EXERCISE INPUTS Block Start

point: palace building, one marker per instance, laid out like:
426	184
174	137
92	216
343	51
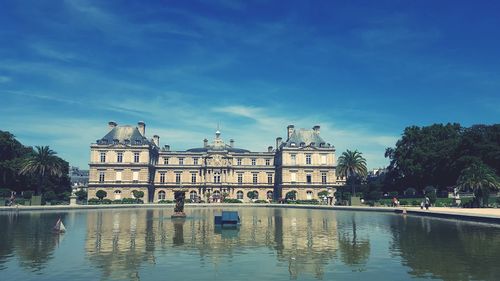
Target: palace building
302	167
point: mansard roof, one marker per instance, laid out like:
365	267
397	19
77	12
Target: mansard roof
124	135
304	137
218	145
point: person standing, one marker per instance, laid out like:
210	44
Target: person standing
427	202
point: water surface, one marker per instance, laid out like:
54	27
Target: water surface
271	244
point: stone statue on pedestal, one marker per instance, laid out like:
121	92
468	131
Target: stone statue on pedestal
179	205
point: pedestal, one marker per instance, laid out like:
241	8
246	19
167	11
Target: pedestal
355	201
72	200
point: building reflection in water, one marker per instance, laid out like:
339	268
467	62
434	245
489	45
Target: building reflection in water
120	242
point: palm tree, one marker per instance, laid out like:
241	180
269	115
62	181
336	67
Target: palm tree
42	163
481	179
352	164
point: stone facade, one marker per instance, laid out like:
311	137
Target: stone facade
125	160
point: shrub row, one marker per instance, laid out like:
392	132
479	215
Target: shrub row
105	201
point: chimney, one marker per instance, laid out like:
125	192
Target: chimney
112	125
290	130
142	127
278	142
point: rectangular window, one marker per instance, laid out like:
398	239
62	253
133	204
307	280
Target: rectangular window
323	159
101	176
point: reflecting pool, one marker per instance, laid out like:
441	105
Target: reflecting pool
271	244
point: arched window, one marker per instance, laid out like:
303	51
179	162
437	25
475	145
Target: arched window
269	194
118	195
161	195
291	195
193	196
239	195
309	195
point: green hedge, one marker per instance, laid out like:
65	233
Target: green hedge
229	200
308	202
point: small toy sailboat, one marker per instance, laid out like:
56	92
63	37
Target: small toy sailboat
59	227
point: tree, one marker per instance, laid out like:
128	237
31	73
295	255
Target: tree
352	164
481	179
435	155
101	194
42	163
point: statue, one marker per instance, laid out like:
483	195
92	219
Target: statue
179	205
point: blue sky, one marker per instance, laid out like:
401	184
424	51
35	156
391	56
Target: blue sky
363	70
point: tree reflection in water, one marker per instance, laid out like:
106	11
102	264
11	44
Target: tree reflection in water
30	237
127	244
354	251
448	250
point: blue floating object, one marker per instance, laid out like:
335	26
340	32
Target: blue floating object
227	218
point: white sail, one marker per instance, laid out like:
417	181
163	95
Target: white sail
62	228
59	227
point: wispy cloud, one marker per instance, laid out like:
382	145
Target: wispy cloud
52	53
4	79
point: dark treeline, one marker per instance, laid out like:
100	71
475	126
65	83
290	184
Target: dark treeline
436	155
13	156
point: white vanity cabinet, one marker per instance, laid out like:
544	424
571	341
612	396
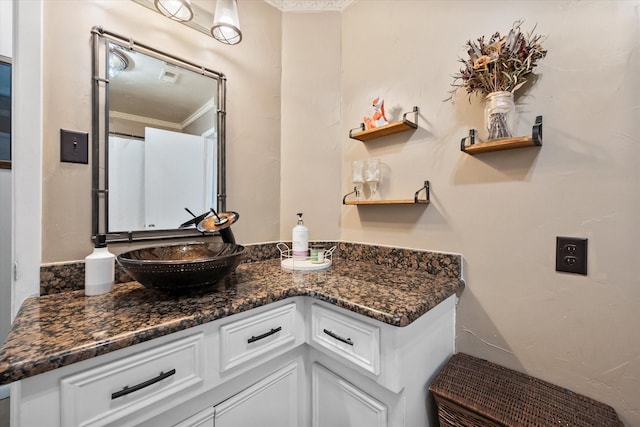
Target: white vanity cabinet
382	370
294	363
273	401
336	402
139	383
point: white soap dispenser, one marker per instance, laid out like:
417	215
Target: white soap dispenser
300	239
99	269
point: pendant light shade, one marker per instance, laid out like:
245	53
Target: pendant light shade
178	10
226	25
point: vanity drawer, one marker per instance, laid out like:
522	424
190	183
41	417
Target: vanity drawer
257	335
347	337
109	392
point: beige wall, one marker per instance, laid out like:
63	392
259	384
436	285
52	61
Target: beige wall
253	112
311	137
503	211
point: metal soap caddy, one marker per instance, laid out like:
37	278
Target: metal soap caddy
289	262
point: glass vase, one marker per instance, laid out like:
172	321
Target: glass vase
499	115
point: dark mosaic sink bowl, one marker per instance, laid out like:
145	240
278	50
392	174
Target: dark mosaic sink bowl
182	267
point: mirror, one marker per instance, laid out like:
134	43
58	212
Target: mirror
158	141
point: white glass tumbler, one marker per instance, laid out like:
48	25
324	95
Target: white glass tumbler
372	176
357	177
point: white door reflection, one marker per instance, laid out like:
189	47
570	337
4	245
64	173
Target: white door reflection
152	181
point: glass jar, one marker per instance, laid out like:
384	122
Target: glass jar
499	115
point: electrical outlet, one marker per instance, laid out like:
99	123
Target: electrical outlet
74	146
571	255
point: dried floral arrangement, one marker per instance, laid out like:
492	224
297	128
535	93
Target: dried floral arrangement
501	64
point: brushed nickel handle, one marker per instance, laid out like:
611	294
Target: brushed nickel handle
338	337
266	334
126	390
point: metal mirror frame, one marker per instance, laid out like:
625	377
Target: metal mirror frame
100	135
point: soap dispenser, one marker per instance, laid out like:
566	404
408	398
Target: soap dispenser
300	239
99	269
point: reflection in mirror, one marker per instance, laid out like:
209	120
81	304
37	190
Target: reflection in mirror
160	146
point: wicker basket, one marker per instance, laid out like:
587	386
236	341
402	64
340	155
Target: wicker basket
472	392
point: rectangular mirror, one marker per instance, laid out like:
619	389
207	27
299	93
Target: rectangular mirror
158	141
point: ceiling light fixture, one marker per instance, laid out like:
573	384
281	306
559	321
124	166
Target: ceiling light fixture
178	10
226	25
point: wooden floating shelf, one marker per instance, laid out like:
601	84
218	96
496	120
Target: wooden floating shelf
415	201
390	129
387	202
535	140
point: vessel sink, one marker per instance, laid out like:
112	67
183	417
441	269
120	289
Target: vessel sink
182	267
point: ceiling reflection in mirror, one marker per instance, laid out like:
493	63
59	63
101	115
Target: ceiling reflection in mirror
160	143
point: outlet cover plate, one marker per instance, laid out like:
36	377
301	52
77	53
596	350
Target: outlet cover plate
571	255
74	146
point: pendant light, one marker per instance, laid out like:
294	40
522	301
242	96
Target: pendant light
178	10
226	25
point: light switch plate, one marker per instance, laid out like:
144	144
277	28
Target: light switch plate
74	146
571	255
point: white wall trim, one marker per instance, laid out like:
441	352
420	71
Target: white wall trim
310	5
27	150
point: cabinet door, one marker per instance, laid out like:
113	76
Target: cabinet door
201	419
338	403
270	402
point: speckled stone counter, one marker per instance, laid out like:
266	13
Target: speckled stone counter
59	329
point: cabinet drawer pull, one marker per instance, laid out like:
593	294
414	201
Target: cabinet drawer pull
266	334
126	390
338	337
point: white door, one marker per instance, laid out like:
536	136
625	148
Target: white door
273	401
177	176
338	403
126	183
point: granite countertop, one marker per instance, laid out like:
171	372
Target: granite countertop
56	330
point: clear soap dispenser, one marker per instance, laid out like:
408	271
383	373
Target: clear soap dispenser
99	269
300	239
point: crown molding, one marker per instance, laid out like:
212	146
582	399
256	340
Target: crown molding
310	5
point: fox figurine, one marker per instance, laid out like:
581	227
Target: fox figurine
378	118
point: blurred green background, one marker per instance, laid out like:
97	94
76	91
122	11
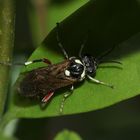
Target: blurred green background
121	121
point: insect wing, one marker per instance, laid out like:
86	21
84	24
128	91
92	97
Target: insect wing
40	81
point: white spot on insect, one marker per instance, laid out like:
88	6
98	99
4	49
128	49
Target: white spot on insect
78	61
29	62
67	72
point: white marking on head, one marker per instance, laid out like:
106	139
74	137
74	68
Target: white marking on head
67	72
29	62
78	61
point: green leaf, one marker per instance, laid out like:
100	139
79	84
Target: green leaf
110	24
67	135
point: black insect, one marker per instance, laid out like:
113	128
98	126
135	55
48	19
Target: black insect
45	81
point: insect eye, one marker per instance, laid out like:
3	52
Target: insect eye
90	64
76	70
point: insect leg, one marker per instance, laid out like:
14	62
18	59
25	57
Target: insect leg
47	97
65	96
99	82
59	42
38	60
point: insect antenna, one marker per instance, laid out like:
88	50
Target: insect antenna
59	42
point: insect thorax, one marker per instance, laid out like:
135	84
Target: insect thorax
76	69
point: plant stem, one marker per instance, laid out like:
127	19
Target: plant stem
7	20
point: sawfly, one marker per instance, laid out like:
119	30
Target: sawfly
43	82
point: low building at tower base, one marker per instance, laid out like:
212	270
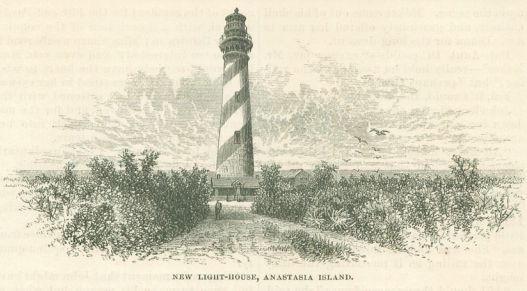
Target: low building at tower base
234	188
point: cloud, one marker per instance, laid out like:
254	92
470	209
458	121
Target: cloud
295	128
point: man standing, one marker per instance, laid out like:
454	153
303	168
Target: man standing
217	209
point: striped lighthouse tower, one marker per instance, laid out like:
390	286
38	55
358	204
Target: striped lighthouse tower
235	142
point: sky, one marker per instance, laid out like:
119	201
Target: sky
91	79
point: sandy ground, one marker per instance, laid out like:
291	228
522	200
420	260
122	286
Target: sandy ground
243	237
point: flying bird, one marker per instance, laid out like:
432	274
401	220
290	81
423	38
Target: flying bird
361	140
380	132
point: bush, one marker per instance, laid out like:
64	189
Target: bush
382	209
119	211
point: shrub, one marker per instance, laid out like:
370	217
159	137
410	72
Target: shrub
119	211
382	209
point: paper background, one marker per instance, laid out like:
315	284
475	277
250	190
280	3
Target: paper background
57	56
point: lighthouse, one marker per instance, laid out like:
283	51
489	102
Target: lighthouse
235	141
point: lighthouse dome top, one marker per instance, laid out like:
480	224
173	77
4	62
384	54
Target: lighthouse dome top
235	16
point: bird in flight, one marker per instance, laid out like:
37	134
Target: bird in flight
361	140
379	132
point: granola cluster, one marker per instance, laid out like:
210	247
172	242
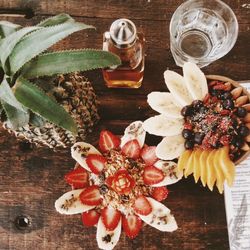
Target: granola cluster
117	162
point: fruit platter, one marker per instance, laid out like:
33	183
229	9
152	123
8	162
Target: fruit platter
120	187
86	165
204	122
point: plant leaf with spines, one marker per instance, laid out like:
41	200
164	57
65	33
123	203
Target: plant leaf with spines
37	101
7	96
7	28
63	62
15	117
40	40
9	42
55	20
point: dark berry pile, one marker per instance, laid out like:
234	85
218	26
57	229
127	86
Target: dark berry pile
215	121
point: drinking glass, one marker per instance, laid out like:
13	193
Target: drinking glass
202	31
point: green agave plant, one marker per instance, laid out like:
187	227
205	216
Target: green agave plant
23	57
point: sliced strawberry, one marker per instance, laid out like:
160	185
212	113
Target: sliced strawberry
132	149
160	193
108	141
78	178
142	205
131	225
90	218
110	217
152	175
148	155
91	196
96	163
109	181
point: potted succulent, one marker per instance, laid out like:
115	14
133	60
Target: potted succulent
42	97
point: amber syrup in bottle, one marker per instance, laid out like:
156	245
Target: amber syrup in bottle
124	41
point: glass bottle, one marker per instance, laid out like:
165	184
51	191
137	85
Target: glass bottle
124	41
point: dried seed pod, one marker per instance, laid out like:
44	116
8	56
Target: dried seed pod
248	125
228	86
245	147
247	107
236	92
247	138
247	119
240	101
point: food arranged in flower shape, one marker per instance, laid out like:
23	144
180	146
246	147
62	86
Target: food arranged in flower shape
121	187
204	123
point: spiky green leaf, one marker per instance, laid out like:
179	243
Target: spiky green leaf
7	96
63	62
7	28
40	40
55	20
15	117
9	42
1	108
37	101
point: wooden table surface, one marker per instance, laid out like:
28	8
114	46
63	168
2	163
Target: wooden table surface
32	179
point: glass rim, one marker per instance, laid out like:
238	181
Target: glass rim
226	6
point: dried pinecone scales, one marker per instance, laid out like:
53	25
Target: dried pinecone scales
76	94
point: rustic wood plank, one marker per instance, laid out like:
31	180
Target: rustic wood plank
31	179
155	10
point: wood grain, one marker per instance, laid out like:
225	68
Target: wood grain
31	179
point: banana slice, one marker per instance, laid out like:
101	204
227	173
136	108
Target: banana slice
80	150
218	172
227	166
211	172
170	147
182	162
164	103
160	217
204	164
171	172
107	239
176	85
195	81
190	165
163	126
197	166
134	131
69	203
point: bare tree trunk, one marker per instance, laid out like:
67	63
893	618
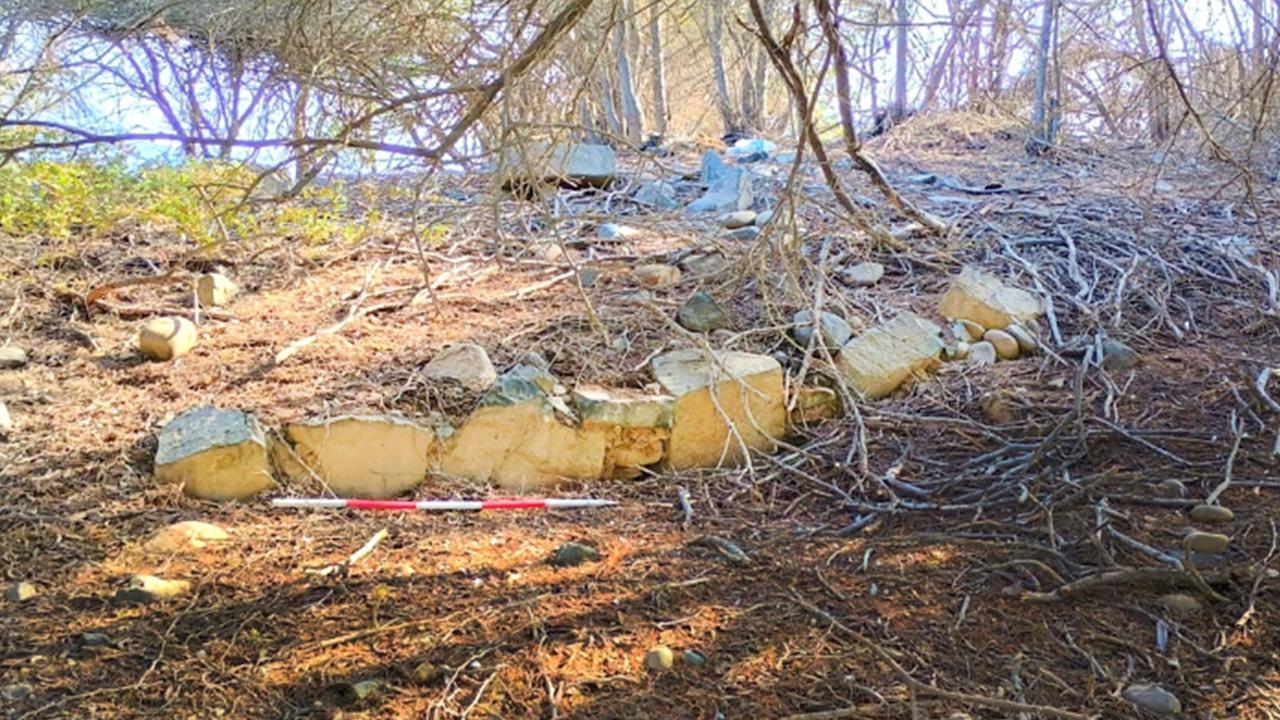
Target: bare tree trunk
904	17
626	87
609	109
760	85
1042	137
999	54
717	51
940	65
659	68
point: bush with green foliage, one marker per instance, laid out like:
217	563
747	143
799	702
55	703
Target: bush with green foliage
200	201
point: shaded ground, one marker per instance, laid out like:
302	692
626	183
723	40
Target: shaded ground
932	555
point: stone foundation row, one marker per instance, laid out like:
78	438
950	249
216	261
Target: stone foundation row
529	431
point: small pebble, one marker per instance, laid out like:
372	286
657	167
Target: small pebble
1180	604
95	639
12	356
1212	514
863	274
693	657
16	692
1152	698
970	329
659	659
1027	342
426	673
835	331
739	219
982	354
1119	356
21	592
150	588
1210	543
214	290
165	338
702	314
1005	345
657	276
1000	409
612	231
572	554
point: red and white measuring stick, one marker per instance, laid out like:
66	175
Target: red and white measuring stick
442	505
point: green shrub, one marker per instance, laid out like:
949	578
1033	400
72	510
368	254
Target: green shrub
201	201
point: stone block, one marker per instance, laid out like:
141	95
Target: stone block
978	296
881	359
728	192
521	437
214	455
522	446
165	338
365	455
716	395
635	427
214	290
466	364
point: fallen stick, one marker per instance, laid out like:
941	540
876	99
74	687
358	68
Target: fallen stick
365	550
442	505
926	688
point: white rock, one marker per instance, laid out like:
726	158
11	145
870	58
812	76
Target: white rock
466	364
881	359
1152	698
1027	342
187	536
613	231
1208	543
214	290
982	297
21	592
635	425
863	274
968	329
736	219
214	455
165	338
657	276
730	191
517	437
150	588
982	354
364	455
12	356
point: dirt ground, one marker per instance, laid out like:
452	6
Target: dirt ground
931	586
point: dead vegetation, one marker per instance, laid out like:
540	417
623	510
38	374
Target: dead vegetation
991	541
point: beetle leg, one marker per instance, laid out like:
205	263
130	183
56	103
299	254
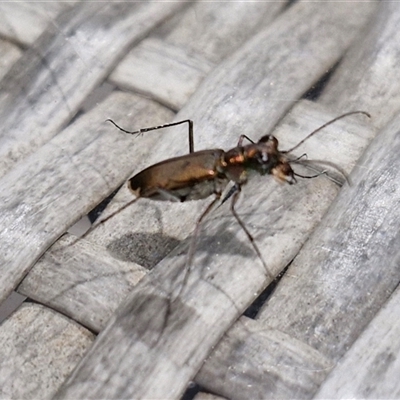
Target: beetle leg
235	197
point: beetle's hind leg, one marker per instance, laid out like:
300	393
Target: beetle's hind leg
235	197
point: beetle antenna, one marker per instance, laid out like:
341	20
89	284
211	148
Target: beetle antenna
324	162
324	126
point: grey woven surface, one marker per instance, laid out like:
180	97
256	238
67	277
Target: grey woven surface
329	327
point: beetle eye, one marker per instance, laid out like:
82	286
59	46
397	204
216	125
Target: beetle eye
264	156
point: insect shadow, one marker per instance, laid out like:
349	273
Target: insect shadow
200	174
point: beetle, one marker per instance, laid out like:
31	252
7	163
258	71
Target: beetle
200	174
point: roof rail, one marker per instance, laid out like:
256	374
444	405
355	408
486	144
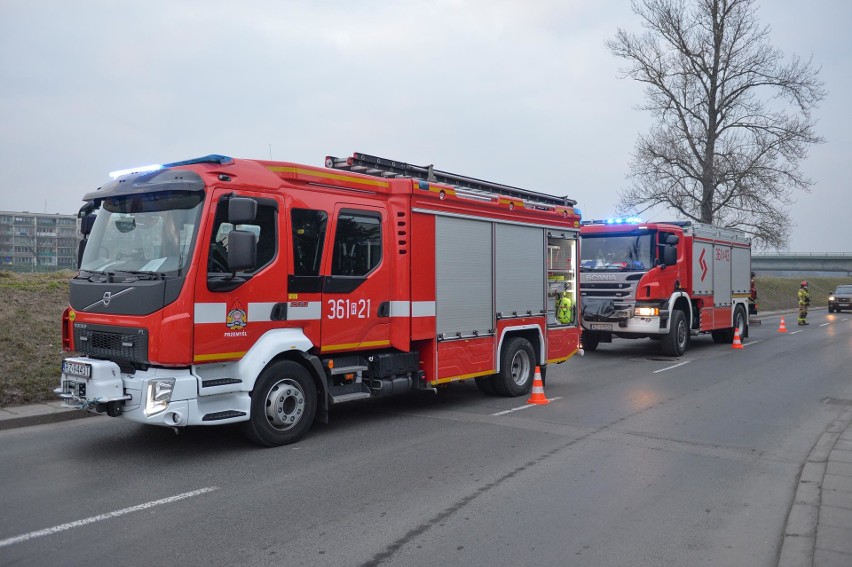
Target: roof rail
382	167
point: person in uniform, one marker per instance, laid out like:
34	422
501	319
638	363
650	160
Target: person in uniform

EXERCISE INPUTS Block End

WORK REQUIRED |
List every line above containing the word "uniform".

TASK RESULT |
point: person in uniform, one marker per instance, laid out like:
Target: person in uniform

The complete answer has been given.